Pick out every line in the entries below that contains the string "clock", matching case exactly, and copy each one out in full.

(Excerpts of location labeling data)
# # # # # # #

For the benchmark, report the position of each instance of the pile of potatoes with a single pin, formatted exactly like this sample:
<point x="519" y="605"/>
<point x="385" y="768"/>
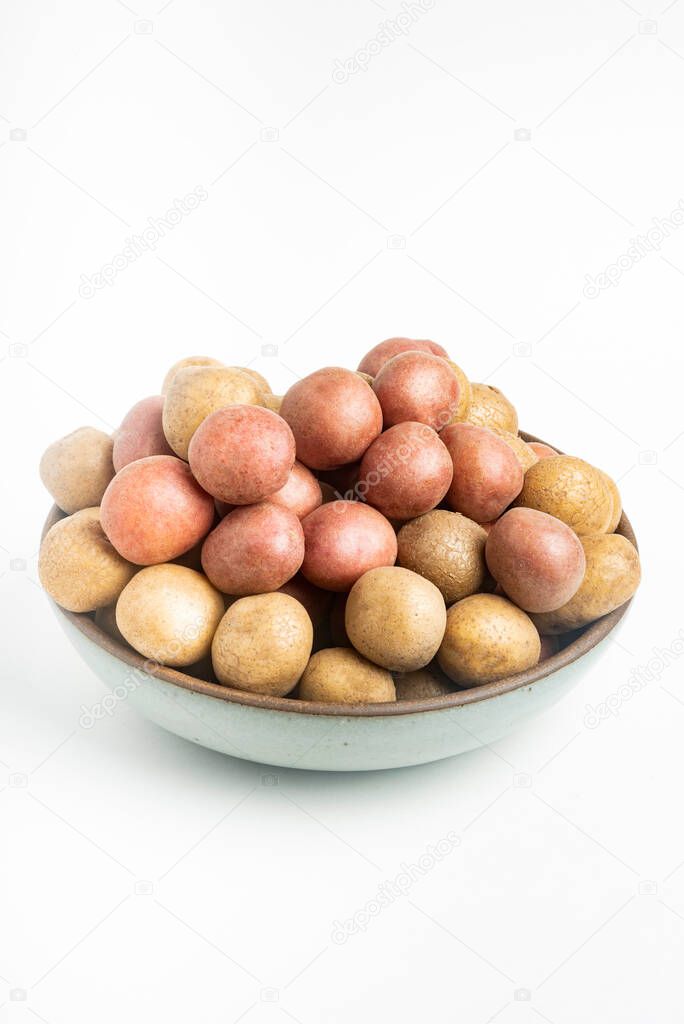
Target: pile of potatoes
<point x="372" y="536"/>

# # # # # # #

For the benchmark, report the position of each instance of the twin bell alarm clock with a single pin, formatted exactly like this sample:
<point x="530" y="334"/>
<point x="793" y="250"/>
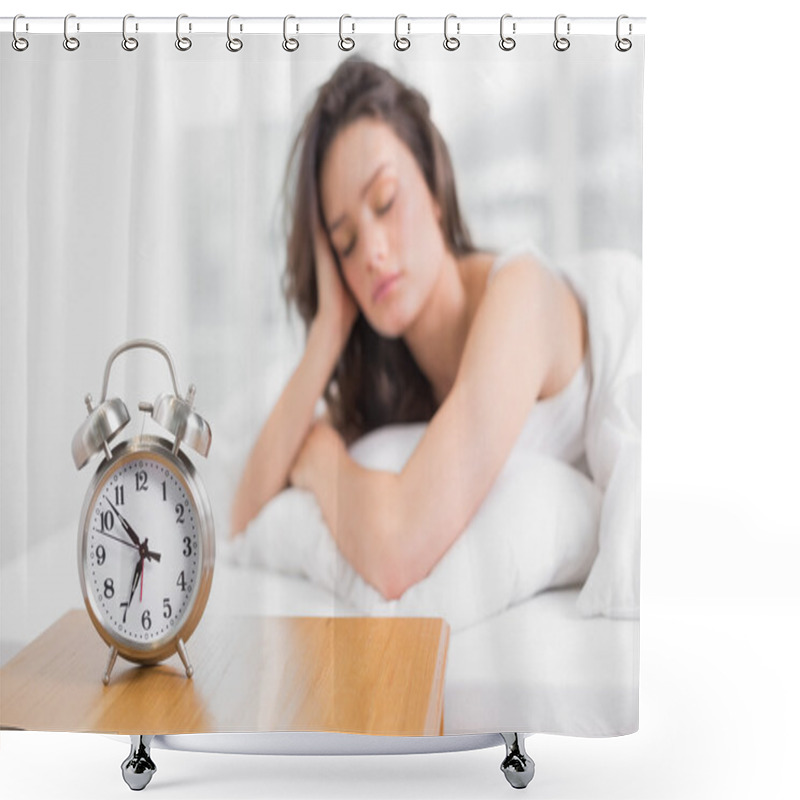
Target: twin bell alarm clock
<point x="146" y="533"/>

# # # # # # #

**Response**
For the benchmark, report the position of each instance of the twin bell alarm clock with a single pin, formatted exactly like this sample:
Target: twin bell alarm clock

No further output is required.